Avant de plonger dans le vif des riffs, notons et saluons une évolution notable : le départ de l’inénarrable Jeff Loomis, et l’arrivée de Joey Concepcion, jeune américain, qui amène avec lui une fraîcheur bienvenue et des griffes techniques acérées. Accordons lui en plus de sa jeunesse et de son talent, son jeu, plus nuancé, moins démonstratif peut-être, mais diablement efficace. Joey rajeunit la moyenne d’âge de la meute sans trahir son ADN. Ses solis ne cherchent pas à impressionner, ils cherchent à toucher –  et souvent, ils réussissent. Il supplée donc avec brio la pierre angulaire du groupe, Michael Amott, dont la patte reste omniprésente. Sempiternel architecte de l’ombre, Michael tisse le fil rouge de cette Blood Dynasty avec la ténacité et l’expérience du vieux loup gris.

(DONNÉES EXTRAITES)
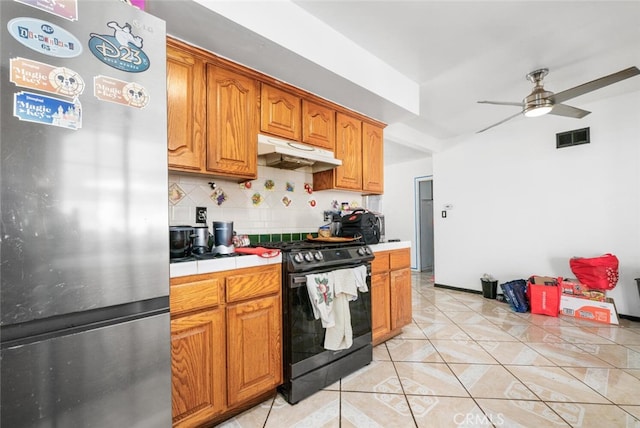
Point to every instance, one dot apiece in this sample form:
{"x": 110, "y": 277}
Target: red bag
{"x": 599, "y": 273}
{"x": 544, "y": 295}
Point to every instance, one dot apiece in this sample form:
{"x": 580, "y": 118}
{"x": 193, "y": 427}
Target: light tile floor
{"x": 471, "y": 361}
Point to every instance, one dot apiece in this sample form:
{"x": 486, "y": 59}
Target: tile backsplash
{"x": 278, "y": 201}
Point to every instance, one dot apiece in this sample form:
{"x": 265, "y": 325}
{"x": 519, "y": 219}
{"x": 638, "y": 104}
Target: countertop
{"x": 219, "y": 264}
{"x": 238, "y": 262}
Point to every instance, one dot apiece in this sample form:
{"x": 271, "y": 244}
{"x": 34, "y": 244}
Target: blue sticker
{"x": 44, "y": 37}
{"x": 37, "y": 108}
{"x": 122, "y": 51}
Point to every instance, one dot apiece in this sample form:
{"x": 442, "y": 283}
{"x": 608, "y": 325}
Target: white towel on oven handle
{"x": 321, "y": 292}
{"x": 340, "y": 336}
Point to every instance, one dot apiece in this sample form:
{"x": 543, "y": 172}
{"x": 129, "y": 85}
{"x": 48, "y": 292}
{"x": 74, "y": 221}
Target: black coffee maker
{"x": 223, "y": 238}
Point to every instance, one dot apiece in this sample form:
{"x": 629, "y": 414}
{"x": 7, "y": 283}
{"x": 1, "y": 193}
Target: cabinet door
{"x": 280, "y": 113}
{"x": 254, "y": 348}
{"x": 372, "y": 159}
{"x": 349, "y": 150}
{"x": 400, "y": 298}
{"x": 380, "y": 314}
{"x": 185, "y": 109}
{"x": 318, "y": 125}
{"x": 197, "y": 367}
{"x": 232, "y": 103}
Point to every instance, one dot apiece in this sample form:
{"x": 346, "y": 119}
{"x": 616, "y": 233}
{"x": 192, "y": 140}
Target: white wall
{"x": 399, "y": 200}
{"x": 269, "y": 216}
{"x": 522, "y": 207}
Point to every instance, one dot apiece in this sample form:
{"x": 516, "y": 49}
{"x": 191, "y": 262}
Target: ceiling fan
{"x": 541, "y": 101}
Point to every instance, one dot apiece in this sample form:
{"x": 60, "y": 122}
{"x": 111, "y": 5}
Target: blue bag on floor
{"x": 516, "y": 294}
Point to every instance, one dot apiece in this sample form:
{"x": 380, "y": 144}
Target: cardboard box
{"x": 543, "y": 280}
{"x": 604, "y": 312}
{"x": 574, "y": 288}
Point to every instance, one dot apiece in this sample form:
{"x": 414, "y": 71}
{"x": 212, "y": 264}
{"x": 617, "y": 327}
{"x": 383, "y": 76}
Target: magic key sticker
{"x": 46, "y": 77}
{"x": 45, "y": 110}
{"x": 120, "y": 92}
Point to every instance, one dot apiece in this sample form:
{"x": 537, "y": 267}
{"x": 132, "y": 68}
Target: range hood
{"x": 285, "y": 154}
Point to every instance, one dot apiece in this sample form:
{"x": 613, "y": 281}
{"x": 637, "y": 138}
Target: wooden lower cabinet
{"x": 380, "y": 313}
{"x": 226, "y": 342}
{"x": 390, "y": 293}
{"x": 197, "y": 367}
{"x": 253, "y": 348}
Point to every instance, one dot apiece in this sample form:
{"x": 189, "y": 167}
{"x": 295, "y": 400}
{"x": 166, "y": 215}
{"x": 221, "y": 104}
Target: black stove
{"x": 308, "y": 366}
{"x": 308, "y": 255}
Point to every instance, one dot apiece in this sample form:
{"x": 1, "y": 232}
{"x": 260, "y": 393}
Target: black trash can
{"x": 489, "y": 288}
...
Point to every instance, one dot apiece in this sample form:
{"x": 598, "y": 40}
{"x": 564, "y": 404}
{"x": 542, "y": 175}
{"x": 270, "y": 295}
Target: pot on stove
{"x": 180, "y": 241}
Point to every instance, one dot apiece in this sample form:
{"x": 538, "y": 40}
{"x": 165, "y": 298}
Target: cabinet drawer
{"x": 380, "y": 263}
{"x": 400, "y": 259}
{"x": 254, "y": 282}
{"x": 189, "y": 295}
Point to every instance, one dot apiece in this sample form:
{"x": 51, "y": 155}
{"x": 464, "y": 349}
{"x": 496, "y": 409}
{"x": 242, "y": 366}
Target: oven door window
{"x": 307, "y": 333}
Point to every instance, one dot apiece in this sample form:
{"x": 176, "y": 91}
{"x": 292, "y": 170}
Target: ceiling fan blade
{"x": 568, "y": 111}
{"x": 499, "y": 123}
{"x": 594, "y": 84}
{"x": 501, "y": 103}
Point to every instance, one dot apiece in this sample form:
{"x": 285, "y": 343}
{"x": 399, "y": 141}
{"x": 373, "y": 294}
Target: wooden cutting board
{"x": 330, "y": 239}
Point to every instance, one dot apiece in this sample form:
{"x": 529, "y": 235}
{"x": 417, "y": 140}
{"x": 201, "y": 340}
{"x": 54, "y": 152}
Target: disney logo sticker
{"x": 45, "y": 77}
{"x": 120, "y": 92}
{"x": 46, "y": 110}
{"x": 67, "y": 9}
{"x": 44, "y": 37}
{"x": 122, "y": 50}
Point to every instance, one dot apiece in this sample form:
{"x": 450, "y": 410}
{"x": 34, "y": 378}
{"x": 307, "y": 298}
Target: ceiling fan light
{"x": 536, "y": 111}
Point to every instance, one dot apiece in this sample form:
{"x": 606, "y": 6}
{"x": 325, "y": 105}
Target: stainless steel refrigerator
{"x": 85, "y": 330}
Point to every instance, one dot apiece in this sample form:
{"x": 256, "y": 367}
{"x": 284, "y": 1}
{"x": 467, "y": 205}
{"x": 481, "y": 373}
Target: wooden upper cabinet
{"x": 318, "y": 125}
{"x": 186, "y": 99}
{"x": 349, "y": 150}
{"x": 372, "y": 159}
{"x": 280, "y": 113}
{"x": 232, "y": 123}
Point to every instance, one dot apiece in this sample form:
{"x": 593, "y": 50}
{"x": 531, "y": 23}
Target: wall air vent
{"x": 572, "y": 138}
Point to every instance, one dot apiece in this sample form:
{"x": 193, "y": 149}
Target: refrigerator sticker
--
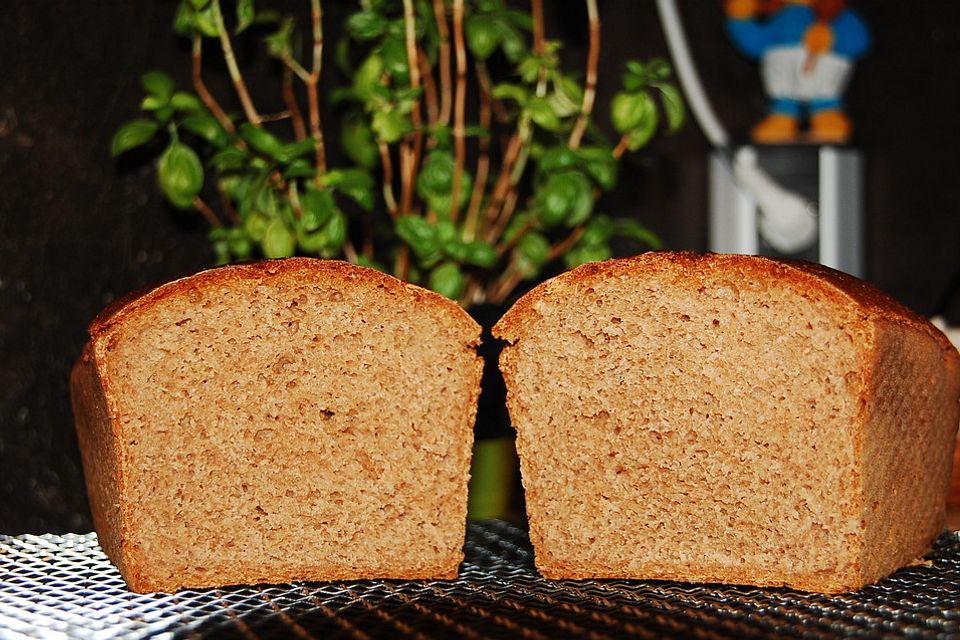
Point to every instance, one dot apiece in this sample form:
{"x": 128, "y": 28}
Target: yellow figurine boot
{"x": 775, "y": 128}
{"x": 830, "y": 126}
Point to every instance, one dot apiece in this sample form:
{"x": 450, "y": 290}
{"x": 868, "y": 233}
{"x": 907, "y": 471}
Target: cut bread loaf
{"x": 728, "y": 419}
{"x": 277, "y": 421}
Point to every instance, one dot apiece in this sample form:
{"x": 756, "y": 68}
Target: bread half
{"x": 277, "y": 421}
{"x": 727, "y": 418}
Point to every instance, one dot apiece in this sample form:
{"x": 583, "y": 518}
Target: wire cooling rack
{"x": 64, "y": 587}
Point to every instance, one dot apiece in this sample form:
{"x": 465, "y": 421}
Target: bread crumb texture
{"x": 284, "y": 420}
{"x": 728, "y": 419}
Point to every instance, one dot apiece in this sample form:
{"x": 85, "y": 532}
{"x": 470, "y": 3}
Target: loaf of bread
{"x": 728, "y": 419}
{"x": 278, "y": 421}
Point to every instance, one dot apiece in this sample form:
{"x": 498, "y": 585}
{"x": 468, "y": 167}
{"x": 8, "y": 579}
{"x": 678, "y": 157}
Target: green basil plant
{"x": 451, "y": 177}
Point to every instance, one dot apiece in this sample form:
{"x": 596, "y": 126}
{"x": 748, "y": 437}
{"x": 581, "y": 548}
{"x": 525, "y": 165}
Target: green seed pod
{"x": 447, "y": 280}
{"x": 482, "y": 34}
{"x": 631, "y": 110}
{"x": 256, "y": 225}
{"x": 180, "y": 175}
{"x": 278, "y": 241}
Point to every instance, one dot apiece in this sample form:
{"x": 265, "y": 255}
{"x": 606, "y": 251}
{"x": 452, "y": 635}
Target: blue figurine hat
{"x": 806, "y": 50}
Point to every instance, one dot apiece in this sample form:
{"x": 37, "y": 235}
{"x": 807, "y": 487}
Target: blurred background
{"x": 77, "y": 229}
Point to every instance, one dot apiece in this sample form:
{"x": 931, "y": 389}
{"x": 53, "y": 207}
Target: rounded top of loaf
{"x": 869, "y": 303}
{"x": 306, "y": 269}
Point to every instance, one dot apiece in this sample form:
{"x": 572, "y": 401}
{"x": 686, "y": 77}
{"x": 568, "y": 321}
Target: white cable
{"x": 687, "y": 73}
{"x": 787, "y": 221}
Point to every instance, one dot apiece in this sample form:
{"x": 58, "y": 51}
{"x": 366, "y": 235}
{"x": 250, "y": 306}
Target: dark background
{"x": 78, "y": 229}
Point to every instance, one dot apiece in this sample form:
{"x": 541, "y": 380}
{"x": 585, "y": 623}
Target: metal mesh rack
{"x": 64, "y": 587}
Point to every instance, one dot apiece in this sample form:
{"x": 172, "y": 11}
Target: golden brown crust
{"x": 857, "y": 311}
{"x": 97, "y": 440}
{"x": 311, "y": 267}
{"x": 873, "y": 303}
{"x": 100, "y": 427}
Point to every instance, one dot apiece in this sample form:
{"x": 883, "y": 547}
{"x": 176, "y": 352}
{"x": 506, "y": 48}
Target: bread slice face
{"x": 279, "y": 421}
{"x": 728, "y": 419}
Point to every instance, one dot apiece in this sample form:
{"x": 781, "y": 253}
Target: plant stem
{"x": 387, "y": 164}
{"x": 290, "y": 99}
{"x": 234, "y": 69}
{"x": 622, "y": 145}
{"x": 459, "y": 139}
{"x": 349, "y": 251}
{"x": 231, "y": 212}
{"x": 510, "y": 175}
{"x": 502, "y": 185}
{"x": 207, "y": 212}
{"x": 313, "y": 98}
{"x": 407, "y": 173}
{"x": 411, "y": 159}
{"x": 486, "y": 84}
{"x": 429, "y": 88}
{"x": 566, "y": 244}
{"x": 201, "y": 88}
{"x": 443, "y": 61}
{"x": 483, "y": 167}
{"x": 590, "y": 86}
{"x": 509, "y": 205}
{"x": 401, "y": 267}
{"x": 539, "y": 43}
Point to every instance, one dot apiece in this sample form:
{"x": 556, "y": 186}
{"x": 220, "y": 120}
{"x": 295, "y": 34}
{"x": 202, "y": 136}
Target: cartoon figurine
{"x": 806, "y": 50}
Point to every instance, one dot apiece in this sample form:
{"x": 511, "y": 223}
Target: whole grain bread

(TÂCHES DEMANDÉES)
A) Recopiez intégralement le passage sur l'arrivée de Joey Concepcion, sans y changer un seul mot.
B) Montrez toutes les lignes des entrées où figure le mot « white ».

(SOLUTIONS ORDONNÉES)
A)
Avant de plonger dans le vif des riffs, notons et saluons une évolution notable : le départ de l’inénarrable Jeff Loomis, et l’arrivée de Joey Concepcion, jeune américain, qui amène avec lui une fraîcheur bienvenue et des griffes techniques acérées. Accordons lui en plus de sa jeunesse et de son talent, son jeu, plus nuancé, moins démonstratif peut-être, mais diablement efficace. Joey rajeunit la moyenne d’âge de la meute sans trahir son ADN. Ses solis ne cherchent pas à impressionner, ils cherchent à toucher –  et souvent, ils réussissent. Il supplée donc avec brio la pierre angulaire du groupe, Michael Amott, dont la patte reste omniprésente. Sempiternel architecte de l’ombre, Michael tisse le fil rouge de cette Blood Dynasty avec la ténacité et l’expérience du vieux loup gris.

B)
Target: white towel on oven handle
Target: white wall
Target: white cable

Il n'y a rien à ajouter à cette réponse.